Input rows

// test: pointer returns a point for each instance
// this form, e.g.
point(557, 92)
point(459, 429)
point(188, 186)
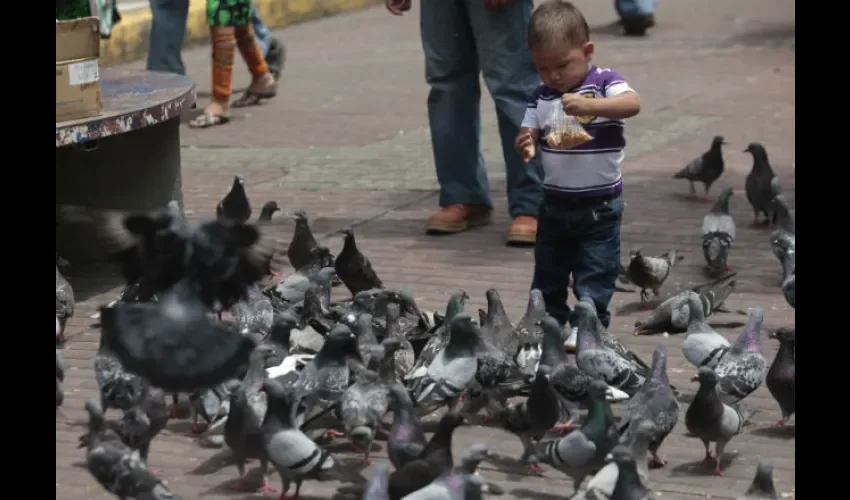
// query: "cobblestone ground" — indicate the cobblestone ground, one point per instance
point(361, 157)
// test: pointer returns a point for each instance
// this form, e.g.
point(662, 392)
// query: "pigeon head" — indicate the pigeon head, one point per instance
point(763, 480)
point(706, 377)
point(784, 334)
point(300, 216)
point(718, 141)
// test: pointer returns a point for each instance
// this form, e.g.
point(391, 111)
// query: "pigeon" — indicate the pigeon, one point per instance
point(301, 251)
point(174, 343)
point(532, 418)
point(743, 368)
point(254, 314)
point(294, 455)
point(363, 406)
point(235, 204)
point(243, 434)
point(529, 334)
point(673, 315)
point(706, 168)
point(64, 304)
point(117, 468)
point(378, 486)
point(780, 378)
point(354, 268)
point(762, 487)
point(453, 487)
point(118, 388)
point(454, 368)
point(597, 359)
point(718, 234)
point(323, 381)
point(403, 357)
point(712, 421)
point(582, 452)
point(406, 439)
point(141, 423)
point(440, 337)
point(655, 403)
point(649, 273)
point(759, 187)
point(702, 346)
point(60, 378)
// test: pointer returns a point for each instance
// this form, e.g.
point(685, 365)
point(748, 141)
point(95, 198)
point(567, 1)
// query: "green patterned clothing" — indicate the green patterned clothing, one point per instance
point(229, 12)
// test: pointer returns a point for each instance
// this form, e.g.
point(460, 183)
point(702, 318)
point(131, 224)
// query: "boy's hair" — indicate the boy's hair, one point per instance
point(557, 21)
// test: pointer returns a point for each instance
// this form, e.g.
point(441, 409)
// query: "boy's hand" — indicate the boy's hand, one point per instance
point(525, 146)
point(576, 104)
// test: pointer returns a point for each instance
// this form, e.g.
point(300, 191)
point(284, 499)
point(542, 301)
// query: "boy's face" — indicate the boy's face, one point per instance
point(563, 66)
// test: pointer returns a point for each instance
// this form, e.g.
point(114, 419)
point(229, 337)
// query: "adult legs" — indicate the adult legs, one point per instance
point(451, 70)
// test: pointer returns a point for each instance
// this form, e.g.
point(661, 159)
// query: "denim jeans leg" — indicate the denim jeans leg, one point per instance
point(451, 70)
point(261, 32)
point(553, 256)
point(634, 7)
point(598, 257)
point(168, 27)
point(500, 39)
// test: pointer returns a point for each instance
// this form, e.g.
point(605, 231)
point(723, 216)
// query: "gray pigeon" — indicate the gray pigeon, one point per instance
point(649, 273)
point(781, 378)
point(718, 235)
point(655, 403)
point(235, 204)
point(582, 452)
point(759, 187)
point(706, 168)
point(324, 380)
point(64, 304)
point(742, 369)
point(531, 419)
point(254, 314)
point(117, 468)
point(453, 369)
point(378, 486)
point(243, 434)
point(597, 359)
point(529, 334)
point(712, 421)
point(673, 315)
point(406, 439)
point(438, 341)
point(294, 455)
point(363, 406)
point(762, 487)
point(703, 346)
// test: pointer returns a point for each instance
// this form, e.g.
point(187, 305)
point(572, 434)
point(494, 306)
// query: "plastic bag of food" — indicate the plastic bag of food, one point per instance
point(565, 131)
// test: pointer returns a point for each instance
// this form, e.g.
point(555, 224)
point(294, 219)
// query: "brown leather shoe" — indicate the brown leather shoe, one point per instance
point(523, 231)
point(458, 218)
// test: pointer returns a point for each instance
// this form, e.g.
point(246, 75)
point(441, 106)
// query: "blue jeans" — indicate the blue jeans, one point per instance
point(168, 29)
point(461, 39)
point(627, 8)
point(582, 240)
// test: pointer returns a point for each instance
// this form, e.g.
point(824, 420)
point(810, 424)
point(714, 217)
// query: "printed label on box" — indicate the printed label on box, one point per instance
point(83, 72)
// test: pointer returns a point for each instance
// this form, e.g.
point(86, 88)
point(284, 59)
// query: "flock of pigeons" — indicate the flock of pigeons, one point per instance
point(291, 368)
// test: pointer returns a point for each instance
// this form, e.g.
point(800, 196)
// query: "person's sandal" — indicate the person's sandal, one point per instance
point(251, 98)
point(207, 120)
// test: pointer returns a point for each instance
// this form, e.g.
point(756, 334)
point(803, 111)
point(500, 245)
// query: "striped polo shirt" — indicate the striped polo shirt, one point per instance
point(591, 169)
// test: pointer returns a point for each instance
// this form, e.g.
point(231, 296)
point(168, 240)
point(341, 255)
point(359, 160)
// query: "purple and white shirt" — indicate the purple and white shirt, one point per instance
point(593, 168)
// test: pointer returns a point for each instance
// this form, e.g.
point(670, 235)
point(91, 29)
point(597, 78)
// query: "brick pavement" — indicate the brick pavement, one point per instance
point(363, 158)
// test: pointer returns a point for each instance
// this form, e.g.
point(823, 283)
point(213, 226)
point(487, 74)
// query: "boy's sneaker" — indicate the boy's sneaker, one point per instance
point(570, 343)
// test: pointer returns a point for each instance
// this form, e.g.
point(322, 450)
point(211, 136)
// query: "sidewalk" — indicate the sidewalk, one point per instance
point(346, 139)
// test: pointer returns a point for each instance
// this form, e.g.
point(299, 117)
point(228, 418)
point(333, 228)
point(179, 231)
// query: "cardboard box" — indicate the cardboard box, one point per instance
point(77, 70)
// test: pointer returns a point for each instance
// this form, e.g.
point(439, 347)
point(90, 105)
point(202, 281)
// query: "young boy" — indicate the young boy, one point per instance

Required work
Shift every answer point by adding 150 to both of its coordinates, and leave all other lines, requests included, as they are. Write out the records above from the very start through the line with "point(557, 21)", both ends included, with the pictures left out.

Solution to this exercise
// test: pointer returns a point for each instance
// this form, e.g.
point(557, 92)
point(459, 429)
point(188, 186)
// query: "cobblestone ground" — indicate the cobblestone ground, one point per instance
point(511, 307)
// test: pointer returns a point for each instance
// this form, e.g.
point(662, 392)
// query: "pigeon head" — indicate the pigeon head, one point per instance
point(913, 630)
point(856, 527)
point(934, 484)
point(450, 366)
point(868, 291)
// test: pointer returns a point for each instance
// this form, e.g.
point(391, 111)
// query: "pigeon" — indicate the pigeon, one point per instance
point(451, 401)
point(324, 493)
point(682, 568)
point(893, 518)
point(404, 464)
point(444, 605)
point(513, 556)
point(385, 354)
point(393, 584)
point(679, 484)
point(823, 465)
point(856, 318)
point(214, 454)
point(267, 618)
point(528, 636)
point(930, 528)
point(504, 418)
point(912, 637)
point(603, 637)
point(268, 538)
point(604, 518)
point(747, 509)
point(868, 384)
point(473, 531)
point(553, 507)
point(862, 571)
point(732, 602)
point(556, 589)
point(291, 573)
point(590, 487)
point(805, 553)
point(799, 423)
point(909, 337)
point(852, 496)
point(210, 528)
// test: pointer returns a point for each instance
// this form, e.g.
point(685, 365)
point(748, 141)
point(95, 198)
point(567, 1)
// query: "green patterned clothing" — indicate the green patterned clothing, one point per instance
point(379, 162)
// test: pointer returns a point for each instance
// this form, e.g.
point(460, 183)
point(702, 318)
point(131, 224)
// query: "boy's hair" — indicate the boy's hair, one point per instance
point(707, 171)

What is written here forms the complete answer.